**Exercise instructions**
Starting with the line that contains "of the clutch" and going on through the last of the rows below, give those lines again with "dashboard" switched to "instrument panel". Leave everything else in them unchanged.

**Provided records**
-*-*-
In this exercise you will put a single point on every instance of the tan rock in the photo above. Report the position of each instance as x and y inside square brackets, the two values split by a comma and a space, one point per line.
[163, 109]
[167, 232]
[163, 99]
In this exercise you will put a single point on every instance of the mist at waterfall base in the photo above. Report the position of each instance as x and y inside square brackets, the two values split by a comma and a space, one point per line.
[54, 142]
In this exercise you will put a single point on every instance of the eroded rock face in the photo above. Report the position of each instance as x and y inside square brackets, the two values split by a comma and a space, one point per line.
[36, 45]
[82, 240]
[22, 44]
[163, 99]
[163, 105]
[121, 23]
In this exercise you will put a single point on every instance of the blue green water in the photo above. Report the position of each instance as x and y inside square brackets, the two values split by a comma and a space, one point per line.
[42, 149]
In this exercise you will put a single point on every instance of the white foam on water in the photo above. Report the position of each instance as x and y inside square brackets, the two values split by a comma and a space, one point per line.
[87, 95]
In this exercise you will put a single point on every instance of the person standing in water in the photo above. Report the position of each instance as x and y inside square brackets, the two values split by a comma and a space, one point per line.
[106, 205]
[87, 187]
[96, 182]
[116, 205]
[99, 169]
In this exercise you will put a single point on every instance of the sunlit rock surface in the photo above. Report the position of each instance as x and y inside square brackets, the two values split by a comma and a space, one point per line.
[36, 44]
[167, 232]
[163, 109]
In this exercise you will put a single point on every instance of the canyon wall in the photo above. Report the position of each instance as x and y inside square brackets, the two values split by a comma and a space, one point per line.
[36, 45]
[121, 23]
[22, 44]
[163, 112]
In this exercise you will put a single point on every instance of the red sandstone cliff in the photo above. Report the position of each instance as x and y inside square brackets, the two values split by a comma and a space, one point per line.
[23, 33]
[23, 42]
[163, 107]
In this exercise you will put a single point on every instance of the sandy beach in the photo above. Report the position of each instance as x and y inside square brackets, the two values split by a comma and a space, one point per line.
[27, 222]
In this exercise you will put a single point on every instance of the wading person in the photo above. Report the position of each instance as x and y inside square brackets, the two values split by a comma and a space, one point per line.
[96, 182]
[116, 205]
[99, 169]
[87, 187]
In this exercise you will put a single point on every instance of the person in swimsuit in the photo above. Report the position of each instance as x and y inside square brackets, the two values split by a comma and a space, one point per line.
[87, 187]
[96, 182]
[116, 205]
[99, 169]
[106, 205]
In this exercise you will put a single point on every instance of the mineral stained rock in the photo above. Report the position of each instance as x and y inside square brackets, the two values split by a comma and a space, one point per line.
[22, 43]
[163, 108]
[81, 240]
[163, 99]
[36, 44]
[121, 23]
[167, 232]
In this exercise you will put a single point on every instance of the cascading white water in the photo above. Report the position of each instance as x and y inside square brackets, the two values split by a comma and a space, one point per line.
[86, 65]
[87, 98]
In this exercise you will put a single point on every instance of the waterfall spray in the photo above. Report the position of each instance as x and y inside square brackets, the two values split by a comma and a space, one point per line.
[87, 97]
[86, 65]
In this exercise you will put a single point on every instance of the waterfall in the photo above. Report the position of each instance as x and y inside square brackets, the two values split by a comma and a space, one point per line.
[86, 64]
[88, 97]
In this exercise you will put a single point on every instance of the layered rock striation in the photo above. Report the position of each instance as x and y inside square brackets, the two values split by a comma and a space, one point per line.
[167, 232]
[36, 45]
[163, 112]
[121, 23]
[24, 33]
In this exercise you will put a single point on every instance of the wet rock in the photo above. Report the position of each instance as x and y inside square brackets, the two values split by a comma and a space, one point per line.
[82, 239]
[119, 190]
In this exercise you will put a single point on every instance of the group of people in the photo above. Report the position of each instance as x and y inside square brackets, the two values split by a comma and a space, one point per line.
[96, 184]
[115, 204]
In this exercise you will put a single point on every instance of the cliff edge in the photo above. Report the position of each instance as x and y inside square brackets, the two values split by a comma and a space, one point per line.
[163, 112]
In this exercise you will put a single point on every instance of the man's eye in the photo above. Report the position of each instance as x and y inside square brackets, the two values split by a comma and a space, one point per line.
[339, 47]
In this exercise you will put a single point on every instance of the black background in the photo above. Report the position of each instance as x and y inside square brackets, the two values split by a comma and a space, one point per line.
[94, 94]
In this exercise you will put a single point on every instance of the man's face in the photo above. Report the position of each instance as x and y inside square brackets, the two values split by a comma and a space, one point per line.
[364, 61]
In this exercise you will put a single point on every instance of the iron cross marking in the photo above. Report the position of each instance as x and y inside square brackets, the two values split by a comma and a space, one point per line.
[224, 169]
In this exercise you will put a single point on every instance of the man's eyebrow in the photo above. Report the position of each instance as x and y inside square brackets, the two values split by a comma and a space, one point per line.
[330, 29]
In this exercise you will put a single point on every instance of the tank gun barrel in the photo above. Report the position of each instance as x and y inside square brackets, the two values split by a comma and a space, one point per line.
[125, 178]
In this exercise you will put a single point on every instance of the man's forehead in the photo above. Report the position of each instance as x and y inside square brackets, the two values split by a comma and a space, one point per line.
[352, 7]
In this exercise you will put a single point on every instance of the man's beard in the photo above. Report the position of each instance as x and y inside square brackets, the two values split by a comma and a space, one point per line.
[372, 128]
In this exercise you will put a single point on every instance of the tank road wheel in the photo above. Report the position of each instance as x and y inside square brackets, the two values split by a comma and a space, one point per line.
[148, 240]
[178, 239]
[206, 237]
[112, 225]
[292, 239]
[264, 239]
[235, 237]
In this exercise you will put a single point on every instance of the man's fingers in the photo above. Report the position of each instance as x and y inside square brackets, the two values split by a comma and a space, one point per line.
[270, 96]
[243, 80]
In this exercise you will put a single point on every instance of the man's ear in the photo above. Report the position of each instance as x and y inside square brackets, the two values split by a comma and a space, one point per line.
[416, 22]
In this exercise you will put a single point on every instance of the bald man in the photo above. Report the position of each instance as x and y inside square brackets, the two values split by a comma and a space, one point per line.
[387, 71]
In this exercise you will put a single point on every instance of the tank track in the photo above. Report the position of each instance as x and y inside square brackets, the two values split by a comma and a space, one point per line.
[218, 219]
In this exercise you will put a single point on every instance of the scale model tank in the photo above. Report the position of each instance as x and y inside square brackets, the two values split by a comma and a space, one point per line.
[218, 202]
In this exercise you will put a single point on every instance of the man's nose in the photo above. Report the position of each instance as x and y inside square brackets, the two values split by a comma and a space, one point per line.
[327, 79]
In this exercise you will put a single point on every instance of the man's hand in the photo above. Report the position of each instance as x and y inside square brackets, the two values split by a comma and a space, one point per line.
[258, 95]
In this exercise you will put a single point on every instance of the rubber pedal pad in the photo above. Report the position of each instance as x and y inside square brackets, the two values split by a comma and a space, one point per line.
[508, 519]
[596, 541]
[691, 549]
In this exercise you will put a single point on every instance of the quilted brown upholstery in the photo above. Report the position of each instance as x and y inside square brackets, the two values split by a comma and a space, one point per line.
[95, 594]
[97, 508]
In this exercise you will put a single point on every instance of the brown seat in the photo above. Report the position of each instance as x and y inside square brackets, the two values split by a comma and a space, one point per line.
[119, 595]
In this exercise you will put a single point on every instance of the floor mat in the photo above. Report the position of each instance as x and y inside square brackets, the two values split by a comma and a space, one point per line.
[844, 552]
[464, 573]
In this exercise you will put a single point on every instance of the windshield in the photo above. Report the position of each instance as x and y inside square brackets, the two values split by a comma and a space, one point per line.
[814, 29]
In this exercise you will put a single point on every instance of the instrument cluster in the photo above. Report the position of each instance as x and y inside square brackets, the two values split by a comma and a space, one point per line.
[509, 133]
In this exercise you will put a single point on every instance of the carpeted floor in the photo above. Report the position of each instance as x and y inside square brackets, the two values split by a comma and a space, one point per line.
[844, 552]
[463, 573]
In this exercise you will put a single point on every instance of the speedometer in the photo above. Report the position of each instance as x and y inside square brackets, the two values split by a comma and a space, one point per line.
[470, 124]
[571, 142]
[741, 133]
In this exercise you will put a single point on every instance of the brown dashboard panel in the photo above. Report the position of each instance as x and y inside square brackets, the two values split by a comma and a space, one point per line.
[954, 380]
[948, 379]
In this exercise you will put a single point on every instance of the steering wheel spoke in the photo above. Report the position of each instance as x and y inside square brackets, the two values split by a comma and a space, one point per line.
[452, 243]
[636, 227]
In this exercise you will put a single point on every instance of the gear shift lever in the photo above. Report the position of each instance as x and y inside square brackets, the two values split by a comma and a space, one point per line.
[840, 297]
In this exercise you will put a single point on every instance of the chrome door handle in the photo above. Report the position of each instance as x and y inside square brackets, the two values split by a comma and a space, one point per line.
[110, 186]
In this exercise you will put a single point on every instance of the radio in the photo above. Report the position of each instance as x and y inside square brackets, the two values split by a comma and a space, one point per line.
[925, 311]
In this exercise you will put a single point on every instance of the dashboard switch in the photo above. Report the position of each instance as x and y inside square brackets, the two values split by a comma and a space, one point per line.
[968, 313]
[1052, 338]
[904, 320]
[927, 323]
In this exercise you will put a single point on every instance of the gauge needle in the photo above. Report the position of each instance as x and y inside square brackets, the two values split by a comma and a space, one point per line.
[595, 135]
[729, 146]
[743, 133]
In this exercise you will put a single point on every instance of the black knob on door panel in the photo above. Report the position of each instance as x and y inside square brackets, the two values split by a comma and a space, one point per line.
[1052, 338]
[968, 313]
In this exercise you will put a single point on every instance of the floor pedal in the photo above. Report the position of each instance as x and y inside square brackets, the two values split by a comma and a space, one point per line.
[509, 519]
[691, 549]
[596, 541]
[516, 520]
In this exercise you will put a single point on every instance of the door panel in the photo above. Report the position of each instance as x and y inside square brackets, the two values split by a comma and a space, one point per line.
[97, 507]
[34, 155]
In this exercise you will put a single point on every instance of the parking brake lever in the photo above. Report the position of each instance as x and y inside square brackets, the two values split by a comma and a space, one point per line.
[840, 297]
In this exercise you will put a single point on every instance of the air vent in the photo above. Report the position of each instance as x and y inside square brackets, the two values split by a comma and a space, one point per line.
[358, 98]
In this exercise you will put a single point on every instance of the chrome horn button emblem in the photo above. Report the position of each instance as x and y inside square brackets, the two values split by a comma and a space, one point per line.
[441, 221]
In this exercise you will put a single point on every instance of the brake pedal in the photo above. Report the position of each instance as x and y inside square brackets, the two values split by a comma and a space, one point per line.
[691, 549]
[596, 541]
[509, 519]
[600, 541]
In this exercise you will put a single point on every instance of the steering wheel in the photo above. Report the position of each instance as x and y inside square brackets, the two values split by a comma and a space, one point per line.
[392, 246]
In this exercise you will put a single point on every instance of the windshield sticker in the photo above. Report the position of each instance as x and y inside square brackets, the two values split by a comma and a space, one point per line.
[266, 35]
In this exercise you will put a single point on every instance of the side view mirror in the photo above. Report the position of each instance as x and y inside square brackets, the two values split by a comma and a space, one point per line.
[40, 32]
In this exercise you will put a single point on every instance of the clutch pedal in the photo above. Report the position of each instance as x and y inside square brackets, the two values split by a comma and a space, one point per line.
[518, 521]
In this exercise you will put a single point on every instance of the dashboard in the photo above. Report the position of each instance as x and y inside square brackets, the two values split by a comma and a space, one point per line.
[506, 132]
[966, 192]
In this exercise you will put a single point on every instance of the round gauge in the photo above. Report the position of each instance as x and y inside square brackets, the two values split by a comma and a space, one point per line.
-*-*-
**Result of the exercise**
In this exercise you will put a single point on every instance of the clutch pedal in the photo above. Report the position of each instance as x and y inside square brackets, the two values split by a comma and a space, one point per line.
[518, 521]
In this exercise you will put a single point on every instance of the instrument panel in the photo above. Report the position of each instance as x and y inside square brackets, the two values split by a comma and a space, one point per line.
[506, 132]
[966, 192]
In this exercise you will put a single point on every instance of the round gauge in the photo above. Report the position of each instance as x and y inside square brackets, the two values split by a comma and a space, one point per line.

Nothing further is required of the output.